- _Exercise prompt_: Transcribe, with no changes, the lines of the records below from the line with "Every instance of the patterned" to the line with "pixel 392 16", including both of those lines.
──────
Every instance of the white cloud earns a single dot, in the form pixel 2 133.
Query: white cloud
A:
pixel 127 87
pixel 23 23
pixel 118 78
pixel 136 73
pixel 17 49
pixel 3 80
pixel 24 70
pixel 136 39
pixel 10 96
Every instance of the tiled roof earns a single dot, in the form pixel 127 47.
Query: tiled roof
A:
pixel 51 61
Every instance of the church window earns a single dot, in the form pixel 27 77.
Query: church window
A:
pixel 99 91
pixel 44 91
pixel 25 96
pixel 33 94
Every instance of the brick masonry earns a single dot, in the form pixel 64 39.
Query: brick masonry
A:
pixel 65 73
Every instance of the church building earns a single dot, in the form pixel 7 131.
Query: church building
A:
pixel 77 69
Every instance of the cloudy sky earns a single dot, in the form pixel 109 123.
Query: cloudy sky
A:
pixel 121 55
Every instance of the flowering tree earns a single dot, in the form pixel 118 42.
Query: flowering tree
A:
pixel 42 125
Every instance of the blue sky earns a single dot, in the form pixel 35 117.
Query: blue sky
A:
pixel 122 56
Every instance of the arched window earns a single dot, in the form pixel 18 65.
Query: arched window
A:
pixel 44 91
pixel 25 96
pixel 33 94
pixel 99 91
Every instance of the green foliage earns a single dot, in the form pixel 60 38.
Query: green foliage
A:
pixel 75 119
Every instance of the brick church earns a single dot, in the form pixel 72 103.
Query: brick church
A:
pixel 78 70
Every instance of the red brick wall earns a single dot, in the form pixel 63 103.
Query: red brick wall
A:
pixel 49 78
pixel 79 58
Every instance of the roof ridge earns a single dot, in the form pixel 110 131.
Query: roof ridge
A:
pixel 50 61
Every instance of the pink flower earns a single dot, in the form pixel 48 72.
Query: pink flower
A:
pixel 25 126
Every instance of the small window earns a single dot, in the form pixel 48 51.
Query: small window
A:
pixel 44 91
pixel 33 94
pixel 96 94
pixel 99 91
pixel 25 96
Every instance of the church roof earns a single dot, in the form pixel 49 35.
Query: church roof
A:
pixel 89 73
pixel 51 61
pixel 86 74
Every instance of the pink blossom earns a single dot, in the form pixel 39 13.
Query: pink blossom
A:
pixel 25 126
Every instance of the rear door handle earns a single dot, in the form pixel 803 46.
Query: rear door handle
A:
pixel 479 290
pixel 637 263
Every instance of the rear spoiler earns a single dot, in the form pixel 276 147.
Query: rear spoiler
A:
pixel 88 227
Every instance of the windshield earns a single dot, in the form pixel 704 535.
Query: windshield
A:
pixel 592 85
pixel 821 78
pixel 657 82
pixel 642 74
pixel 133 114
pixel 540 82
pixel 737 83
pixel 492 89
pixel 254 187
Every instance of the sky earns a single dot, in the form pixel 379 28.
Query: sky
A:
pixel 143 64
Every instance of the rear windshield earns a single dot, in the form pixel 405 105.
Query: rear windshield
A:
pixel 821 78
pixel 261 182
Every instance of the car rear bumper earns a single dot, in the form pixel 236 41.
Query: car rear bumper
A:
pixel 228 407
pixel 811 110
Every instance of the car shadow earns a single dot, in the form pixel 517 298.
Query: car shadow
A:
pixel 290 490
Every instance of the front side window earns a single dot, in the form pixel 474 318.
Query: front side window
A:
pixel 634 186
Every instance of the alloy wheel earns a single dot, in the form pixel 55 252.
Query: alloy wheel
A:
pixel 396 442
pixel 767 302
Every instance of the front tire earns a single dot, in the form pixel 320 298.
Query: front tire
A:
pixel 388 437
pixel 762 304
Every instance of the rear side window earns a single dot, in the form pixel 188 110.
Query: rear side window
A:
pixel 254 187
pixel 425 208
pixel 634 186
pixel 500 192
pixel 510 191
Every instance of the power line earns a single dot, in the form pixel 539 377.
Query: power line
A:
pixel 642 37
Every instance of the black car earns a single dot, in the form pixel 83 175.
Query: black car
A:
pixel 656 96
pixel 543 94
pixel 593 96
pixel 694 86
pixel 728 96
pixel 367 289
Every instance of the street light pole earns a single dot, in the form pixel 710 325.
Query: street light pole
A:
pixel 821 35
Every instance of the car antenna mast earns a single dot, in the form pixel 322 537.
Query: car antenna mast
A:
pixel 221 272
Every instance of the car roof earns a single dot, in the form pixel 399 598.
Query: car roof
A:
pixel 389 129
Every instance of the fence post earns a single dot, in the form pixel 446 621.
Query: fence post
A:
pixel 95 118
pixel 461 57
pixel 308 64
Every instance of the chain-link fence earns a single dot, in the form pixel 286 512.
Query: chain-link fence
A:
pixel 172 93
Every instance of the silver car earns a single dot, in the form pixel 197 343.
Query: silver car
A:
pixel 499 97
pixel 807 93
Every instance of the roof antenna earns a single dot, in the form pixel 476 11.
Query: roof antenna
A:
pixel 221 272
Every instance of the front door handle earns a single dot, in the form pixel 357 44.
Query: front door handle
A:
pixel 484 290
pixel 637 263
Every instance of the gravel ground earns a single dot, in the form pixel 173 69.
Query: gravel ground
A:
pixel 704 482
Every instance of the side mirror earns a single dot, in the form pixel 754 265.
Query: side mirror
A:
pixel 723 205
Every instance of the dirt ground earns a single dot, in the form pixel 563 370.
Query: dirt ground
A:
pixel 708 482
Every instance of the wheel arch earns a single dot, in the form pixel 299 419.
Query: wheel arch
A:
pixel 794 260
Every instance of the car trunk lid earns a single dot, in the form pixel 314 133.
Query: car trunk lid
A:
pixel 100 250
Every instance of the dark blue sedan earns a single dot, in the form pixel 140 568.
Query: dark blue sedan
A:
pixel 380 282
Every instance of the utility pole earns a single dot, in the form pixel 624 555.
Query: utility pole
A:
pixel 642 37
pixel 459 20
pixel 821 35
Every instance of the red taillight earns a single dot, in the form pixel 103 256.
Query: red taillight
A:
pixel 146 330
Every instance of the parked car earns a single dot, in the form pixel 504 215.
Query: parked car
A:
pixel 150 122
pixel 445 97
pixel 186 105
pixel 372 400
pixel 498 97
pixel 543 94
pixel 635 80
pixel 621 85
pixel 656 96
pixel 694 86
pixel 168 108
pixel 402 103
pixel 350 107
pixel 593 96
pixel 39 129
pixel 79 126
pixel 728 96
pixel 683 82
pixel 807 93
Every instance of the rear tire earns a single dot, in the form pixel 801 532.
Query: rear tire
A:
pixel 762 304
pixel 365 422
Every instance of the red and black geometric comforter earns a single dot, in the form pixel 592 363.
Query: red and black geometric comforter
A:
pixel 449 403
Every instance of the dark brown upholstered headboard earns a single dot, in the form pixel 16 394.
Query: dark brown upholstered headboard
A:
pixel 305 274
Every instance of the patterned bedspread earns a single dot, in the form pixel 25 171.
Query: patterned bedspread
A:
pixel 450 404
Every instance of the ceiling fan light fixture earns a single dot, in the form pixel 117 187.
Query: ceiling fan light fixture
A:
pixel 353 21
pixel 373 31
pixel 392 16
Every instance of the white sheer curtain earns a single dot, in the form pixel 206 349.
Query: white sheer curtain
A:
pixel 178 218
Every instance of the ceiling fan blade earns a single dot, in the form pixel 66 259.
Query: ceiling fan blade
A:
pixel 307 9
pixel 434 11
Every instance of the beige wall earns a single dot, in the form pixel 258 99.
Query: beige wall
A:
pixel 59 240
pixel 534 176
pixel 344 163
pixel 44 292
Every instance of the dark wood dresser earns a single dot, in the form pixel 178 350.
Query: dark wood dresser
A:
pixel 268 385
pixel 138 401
──────
- _Result_:
Every instance of the patterned bedspread earns a single dot, in the form pixel 25 171.
Query: patterned bedspread
A:
pixel 450 404
Every instance of the ceiling fan light fixture earns a single dot, in the form pixel 117 187.
Query: ceiling fan light fixture
A:
pixel 353 21
pixel 373 31
pixel 392 16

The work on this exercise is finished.